## Begin Items

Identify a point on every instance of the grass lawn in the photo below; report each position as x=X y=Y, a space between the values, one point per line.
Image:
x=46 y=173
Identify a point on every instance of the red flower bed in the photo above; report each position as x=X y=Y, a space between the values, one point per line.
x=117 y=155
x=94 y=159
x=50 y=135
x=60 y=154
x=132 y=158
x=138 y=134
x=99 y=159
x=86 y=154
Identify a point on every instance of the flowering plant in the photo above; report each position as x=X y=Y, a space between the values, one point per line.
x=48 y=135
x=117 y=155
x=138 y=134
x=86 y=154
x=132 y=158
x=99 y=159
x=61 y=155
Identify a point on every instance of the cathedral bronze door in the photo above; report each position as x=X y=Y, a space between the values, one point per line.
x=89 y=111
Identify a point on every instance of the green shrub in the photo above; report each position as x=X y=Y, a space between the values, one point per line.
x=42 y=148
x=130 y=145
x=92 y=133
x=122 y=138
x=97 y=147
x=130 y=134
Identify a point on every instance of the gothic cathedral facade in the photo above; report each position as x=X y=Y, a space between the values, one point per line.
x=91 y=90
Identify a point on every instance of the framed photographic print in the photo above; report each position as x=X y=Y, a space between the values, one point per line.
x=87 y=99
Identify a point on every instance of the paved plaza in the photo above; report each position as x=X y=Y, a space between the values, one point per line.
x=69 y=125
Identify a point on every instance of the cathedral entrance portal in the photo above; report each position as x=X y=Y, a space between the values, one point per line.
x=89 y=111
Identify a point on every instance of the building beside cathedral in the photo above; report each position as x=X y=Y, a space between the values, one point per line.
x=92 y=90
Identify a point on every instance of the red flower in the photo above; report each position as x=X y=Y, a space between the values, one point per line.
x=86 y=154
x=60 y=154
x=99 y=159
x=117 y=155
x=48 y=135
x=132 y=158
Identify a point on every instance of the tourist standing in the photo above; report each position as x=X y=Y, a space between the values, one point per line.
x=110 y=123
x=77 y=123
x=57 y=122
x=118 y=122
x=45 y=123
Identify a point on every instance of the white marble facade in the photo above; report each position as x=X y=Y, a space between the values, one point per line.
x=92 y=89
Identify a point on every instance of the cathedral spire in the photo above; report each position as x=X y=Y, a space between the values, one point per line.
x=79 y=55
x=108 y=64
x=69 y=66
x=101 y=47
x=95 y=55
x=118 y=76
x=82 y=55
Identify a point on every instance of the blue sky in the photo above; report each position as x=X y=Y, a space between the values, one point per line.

## End Items

- Work to do
Please give back all of the records exactly as written.

- Written response
Identify a point on every instance of the grass lawn in the photo below; report each position as x=X y=Y, a space between the values, one point per line.
Image:
x=46 y=173
Identify a point on every instance of the red flower bed in the photo above; report each position as x=X y=Y, a space between the values, one point per line.
x=117 y=155
x=94 y=159
x=50 y=135
x=60 y=154
x=132 y=158
x=138 y=134
x=99 y=159
x=86 y=154
Identify a point on every instance of the flowering plant in the photo above; report each position as x=X y=Y, a space between the values, one point per line.
x=48 y=135
x=117 y=155
x=138 y=134
x=86 y=154
x=132 y=158
x=99 y=159
x=61 y=155
Identify a point on every instance of the cathedral bronze door in the photo above; report each position as x=X y=Y, a space between the values, one point per line.
x=89 y=111
Identify a point on every instance of the green shrub in the photo above; report each position as x=X y=Y, a space between the values, one point per line.
x=42 y=148
x=130 y=145
x=92 y=133
x=122 y=138
x=97 y=147
x=130 y=134
Identify a point on every instance of the gothic cathedral facade in the photo above; report each position as x=X y=Y, a space between the values, one point per line.
x=91 y=90
Identify a point on every instance of the framed photographic print in the photo above; report each position as x=X y=Y, a space between the values, one point per line.
x=87 y=99
Identify a point on every instance of the paved plaza in the photo above; report each position as x=X y=Y, a space between the values, one point per line.
x=69 y=125
Identify a point on every instance of the cathedral entrance portal in the photo above; report each position as x=X y=Y, a space between the values, one point per line.
x=89 y=111
Identify a point on every instance of the building beside cathedral in the photo above; report each position as x=X y=Y, a space between the values, one point per line.
x=92 y=90
Identify a point on every instance of the red flower in the photo above; report each position as x=X y=Y, a space between the values, one point per line.
x=86 y=154
x=60 y=154
x=99 y=159
x=117 y=155
x=48 y=135
x=132 y=158
Identify a point on every instance of the tourist standing in the photo above; report each position as x=X y=Y, a space between the values, one point per line.
x=110 y=123
x=77 y=123
x=57 y=122
x=118 y=122
x=45 y=123
Identify a point on every instance of the white marble facade in the photo above; report each position as x=X y=Y, a space between the values, one point per line.
x=92 y=89
Identify a point on every instance of the cathedral spire in the photo above; report each position as x=X y=Y, a space between the values, one point per line.
x=79 y=55
x=108 y=64
x=69 y=66
x=101 y=47
x=95 y=55
x=118 y=76
x=82 y=55
Identify a point on every instance of the blue sky in the photo above; report each position as x=X y=Y, a space between the values, one point per line.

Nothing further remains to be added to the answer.